- FRAGMENT DO PRZECZYTANIA -
To mój najbardziej osobisty projekt. Dzięki niemu mogłem sprawdzić się jako autor, projektant, redaktor i wydawca. Choć czasem redaktor wściekał się na autora, a projektant na wydawcę, udało mi się uniknąć rozdwojenia jaźni i stworzyć książkę, której nie muszę się wstydzić. Dotychczas Niebezpieczne litery pobrało ponad 5 tysięcy czytelników, a przynajmniej kilkudziesięciu z nich nawet je przeczytało.

O projekcie
Na pomysł napisania e-booka wpadłem na początku 2020 roku. Planowałem krótko opisać kilkanaście popularnych fontów w formie jednostronicowych infografik. Jak przy każdym dobrym projektem pracę rozpocząłem w Excelu i… całość się rozrosła na ponad 150 stron, 20 rozdziałów i kilkadziesiąt ilustracji.
W związku z tym postanowiłem, że książka przyjmie też fizyczną postać. Niewielki nakład trafił do osób, które wzięły udział w konkursie na prowadzonej przeze mnie stronie na Facebooku. Wszyscy, którzy przegapili konkurs, mogą jednak przeczytać książkę w wersji elektronicznej, całkowicie za darmo.

Projektowanie
Projektowanie sprawiło mi więcej problemów niż pisanie! Tekst główny, marginalia, motta, ilustracje, zdjęcia, wzorniki, wreszcie strony tytułowe (pozostałość po pierwotnym pomyśle infografik) musiałem zmieścić w niewielkim formacie.

- DANE WEJŚCIOWE -

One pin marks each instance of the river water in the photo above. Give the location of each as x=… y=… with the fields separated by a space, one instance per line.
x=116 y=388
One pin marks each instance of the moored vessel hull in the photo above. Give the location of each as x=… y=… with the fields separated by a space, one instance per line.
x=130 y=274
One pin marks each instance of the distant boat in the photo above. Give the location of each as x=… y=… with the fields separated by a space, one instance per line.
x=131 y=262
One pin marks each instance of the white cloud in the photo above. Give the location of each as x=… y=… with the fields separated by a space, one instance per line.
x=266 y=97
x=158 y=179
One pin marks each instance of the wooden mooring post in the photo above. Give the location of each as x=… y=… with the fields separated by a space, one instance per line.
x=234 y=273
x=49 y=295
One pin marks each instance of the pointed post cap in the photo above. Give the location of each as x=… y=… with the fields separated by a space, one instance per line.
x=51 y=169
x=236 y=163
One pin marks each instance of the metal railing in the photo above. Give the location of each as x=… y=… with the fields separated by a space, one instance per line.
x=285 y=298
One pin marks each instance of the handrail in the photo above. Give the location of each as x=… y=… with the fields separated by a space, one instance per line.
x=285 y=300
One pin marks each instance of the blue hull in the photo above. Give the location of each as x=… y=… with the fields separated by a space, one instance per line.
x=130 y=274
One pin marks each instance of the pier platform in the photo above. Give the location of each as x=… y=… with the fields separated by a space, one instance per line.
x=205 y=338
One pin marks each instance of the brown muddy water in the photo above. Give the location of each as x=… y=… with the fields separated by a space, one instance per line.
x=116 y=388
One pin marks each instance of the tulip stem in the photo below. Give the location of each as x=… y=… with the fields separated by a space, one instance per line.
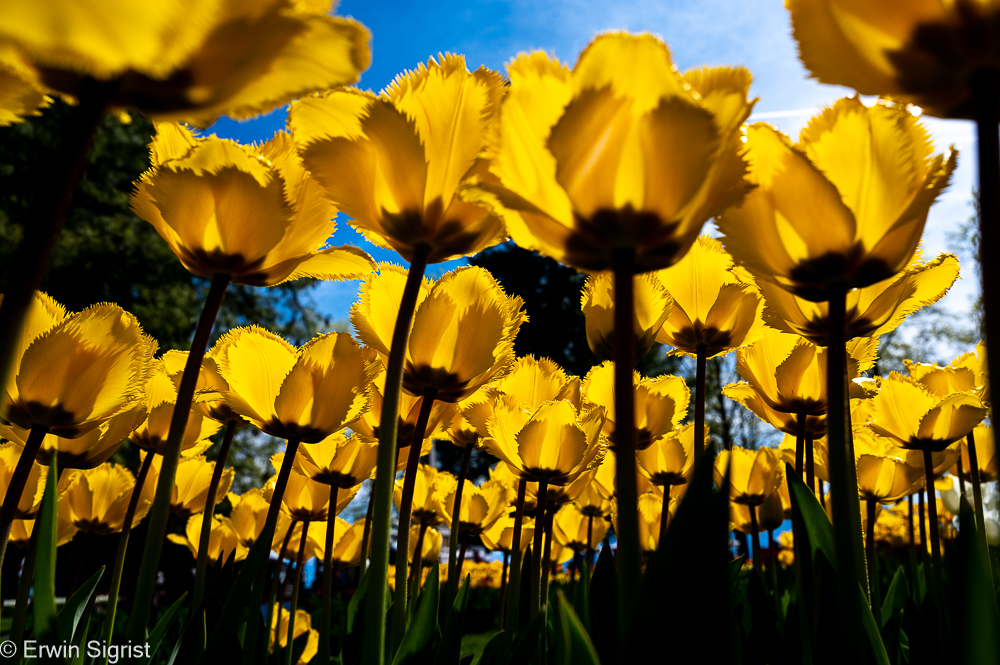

- TREŚĆ ZADANIA -
Proszę przepisać dosłownie z tekstu o e-booku „Niebezpieczne litery” wszystko od słów „W związku z” aż po słowa „w niewielkim formacie.”.

- PROPONOWANE ROZWIĄZANIE -
W związku z tym postanowiłem, że książka przyjmie też fizyczną postać. Niewielki nakład trafił do osób, które wzięły udział w konkursie na prowadzonej przeze mnie stronie na Facebooku. Wszyscy, którzy przegapili konkurs, mogą jednak przeczytać książkę w wersji elektronicznej, całkowicie za darmo.

Projektowanie
Projektowanie sprawiło mi więcej problemów niż pisanie! Tekst główny, marginalia, motta, ilustracje, zdjęcia, wzorniki, wreszcie strony tytułowe (pozostałość po pierwotnym pomyśle infografik) musiałem zmieścić w niewielkim formacie.